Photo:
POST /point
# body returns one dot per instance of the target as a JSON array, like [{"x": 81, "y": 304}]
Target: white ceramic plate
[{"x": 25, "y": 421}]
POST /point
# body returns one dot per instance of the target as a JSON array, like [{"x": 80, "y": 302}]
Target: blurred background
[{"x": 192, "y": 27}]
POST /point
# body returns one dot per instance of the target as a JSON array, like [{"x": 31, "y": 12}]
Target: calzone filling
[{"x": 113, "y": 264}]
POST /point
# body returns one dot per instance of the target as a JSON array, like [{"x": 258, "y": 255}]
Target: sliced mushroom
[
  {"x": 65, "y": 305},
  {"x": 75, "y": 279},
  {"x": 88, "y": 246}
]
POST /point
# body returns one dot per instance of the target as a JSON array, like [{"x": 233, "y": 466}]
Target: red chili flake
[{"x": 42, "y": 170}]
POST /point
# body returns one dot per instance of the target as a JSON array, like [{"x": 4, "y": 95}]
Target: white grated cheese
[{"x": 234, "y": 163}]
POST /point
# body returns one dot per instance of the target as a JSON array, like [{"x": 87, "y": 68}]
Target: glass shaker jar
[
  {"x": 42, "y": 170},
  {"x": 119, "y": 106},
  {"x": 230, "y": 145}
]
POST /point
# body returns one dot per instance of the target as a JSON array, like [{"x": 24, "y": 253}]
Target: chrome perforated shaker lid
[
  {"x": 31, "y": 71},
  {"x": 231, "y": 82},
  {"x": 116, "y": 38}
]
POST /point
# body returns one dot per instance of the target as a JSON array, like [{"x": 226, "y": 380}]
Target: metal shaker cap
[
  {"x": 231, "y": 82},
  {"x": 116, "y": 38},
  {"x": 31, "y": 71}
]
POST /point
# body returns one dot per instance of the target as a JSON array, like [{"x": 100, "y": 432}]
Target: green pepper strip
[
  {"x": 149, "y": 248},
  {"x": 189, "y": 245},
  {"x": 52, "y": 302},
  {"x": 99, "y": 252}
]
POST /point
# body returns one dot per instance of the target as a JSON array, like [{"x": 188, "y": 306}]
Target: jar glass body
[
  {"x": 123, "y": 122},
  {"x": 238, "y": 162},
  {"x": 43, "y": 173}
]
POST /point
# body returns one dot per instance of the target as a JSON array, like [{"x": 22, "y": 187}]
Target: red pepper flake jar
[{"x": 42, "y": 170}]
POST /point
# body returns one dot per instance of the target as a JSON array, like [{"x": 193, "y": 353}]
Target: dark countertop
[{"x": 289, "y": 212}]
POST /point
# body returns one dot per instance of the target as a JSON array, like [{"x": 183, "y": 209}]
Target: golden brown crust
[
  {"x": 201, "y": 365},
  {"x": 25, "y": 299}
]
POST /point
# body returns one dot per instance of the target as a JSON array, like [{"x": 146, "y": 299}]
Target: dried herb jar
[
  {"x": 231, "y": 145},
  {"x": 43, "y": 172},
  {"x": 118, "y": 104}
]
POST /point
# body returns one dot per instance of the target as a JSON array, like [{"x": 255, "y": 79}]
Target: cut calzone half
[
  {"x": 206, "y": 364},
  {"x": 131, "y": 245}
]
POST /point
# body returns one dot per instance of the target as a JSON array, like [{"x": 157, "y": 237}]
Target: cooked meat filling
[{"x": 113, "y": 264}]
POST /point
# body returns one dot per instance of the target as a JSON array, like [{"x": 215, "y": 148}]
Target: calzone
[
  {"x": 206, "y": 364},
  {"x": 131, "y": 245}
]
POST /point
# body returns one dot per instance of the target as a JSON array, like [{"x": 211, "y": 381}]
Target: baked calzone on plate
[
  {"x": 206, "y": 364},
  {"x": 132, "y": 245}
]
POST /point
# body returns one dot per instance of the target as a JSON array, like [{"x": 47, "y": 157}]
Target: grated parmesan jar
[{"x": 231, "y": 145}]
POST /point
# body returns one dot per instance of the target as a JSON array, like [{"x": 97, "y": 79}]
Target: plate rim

━━━━━━━━━━━━━━━━━━━━

* _The exercise_:
From the data above, pull out every line that contains the word "pepper" and copy each of those lines in full.

* _Expected answer_:
Target: green pepper strip
Target: red pepper flake jar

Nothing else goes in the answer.